Items from a labeling collection
* * * *
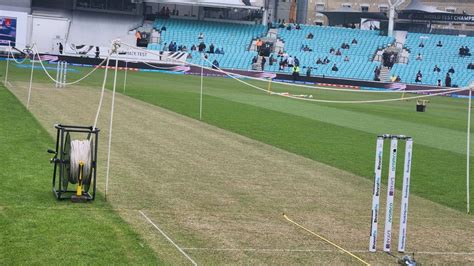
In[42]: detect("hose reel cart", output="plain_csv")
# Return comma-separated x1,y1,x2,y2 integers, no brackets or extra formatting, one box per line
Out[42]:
48,124,100,202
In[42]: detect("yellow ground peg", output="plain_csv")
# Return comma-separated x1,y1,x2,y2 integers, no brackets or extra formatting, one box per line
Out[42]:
267,78,272,94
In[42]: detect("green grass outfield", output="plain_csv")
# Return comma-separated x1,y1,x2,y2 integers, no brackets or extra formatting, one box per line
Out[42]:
0,60,474,214
0,86,160,265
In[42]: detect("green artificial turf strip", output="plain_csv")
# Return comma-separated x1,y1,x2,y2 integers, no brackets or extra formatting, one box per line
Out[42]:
1,61,472,210
0,87,160,265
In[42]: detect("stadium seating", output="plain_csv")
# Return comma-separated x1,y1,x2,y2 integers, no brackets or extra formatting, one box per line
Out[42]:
148,19,266,69
265,25,394,80
148,19,474,86
391,33,474,87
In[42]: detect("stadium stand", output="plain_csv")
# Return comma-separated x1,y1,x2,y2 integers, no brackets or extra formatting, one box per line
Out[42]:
148,19,474,86
68,11,143,46
390,33,474,87
266,25,394,80
148,19,266,69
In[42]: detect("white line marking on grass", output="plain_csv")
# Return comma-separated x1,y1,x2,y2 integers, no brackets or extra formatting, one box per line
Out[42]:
138,211,197,266
182,247,474,256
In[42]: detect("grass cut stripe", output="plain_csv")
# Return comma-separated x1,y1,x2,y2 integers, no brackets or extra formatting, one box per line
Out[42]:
0,87,161,265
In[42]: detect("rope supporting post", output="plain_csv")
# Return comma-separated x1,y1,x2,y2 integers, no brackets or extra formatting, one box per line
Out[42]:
26,55,35,110
466,87,473,214
5,42,11,84
123,60,128,94
104,58,119,201
199,55,204,120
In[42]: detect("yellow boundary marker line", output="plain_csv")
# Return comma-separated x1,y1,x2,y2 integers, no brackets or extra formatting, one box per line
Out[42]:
283,214,370,265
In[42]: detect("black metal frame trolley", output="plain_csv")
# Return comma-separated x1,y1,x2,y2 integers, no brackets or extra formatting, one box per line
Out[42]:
48,124,100,202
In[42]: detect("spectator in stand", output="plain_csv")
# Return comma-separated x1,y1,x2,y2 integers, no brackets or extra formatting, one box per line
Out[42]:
448,66,455,74
444,73,451,87
252,56,258,64
255,39,263,53
134,30,142,46
287,55,295,67
212,59,219,69
198,42,206,53
415,70,423,83
374,66,380,81
459,46,471,56
293,66,300,81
* * * *
• _Brief_: Pull every line out of the records and copy each one word for word. Leave the pictures out.

• _Reply_:
In[42]: detect("hose reel cart", output="plain_csv")
# Return comma-separated x1,y1,x2,y2 integers, no brackets or extra formatting, one box per line
Out[42]:
48,124,100,202
In[42]: detect("yellow ground peg", output="plain_csv")
# Return comma-separated x1,y1,x2,y2 integers, no brackets or extra formatting, one box per line
Out[42]:
267,78,272,94
In[42]: detect("green grass outfield", output="plain_csv")
# Return comma-separated x1,y1,x2,y2 integers, no brackets or extra formatting, one box per line
Out[42]:
0,60,474,214
0,86,160,265
In[42]: detect("green artificial turf strip", output="plain_csv")
# Return comma-separated x1,y1,x2,y2 integers, no brackets or extra formatting, one box per line
Out[42]:
1,61,472,210
0,87,160,265
In[42]: detect("stadium seating", output="plain_csv")
# Return comma-separated x1,y1,x2,y2 integers, no brackets or extra formatting, one box per line
Out[42]:
148,19,266,69
265,25,394,80
148,19,474,86
391,33,474,87
In[42]: detect("stadium stand", output="plain_csv")
# Return comma-separated x1,y1,x2,y2 integers, no brackets or extra formatting, one box per line
Out[42]:
148,19,474,86
68,11,143,46
390,33,474,87
266,25,394,80
148,19,266,69
In[42]: detect("white line marking on grass", output="plain_csv")
# Return comma-separated x1,y1,x2,y2 integers, no brackets or extra formatting, one box per line
Out[42]:
138,211,197,266
182,247,474,256
In[42]: detect("grass cut stripe", output="plain_csv")
# Return comma-separated x1,y1,x2,y2 integers, no brackets or extra formatting, one box per line
Out[42]:
0,87,161,265
In[42]: detect("rope supporting post", output="plain_csv")
# Return comma-separated x1,y1,x2,y2 integers, no brackets or extra formatting, one box per line
Out[42]:
26,55,35,110
466,87,473,214
5,42,11,84
123,60,128,94
104,58,119,201
199,55,204,120
In[42]: detect("yellow boundary marker line", output="plain_csv")
# Return comma-separated x1,y1,x2,y2 integers, no brackets or extra formatting, one box per line
Out[42]:
283,214,370,265
In[42]: detect("black metal frame trolley", output="plain_csv")
# Return comma-separated x1,y1,x2,y2 integers, no brackets or extra formatting, one box per line
Out[42]:
48,124,100,202
In[42]: detect("spectator in stand", output="plain_csv")
# Return comma-separated x1,y1,x2,y2 integers, no brackets or extra formatting, one box per line
Out[42]:
448,66,455,74
444,73,451,87
252,56,258,64
255,39,263,53
134,30,142,46
287,55,295,67
212,59,219,69
198,42,206,53
415,70,423,83
374,66,380,81
459,46,471,56
293,66,300,81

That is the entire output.